SHORT EXERCISE:
Pick out each line of the material below that contains the word "chair", and copy those lines.

— BEGIN PROVIDED ENTRIES —

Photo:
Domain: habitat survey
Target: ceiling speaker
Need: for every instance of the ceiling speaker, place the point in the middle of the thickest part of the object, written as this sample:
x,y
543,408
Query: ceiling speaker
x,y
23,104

— END PROVIDED ENTRIES —
— BEGIN PROVIDED ENTRIES —

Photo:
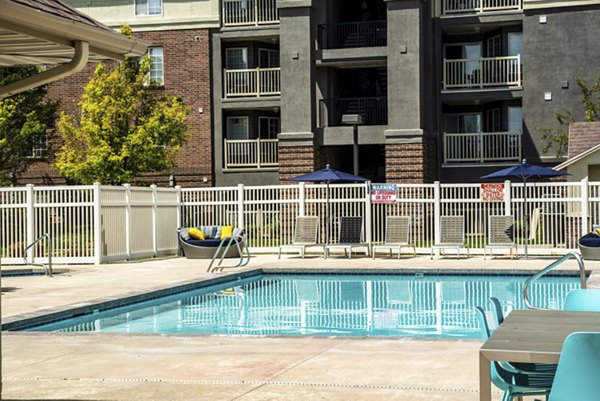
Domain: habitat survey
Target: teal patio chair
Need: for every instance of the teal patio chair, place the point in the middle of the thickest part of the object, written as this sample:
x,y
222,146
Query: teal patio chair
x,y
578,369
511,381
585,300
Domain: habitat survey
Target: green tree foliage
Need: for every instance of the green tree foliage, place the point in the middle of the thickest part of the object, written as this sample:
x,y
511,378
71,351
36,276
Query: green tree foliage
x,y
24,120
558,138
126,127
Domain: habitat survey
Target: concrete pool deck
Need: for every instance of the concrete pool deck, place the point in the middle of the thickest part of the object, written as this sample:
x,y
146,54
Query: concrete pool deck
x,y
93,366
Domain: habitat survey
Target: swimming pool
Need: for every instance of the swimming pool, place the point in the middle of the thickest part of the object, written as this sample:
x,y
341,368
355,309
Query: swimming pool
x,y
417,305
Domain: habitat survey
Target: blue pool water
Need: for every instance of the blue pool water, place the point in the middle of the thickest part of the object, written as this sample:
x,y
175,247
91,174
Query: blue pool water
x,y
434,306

— END PROVIDED ENTRIES —
— BEGIN PROVIDED ENTRIES —

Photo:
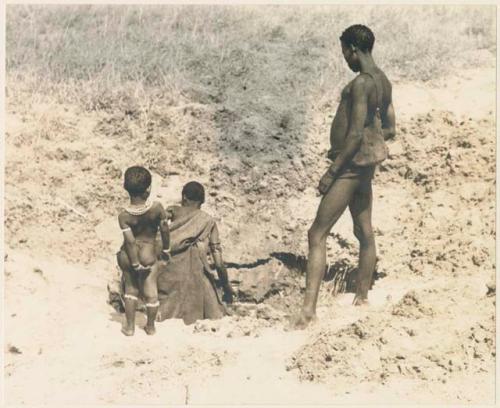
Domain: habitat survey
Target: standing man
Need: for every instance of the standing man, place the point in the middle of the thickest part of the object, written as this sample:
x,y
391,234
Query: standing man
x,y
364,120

— END PROVIDED ENTRIES —

ANSWER TO THE EXERCISE:
Target: teal patio chair
Need: for every instance of the teal patio chair, place the point in the middle of the thickest part of the object, written as this sample:
Query: teal patio chair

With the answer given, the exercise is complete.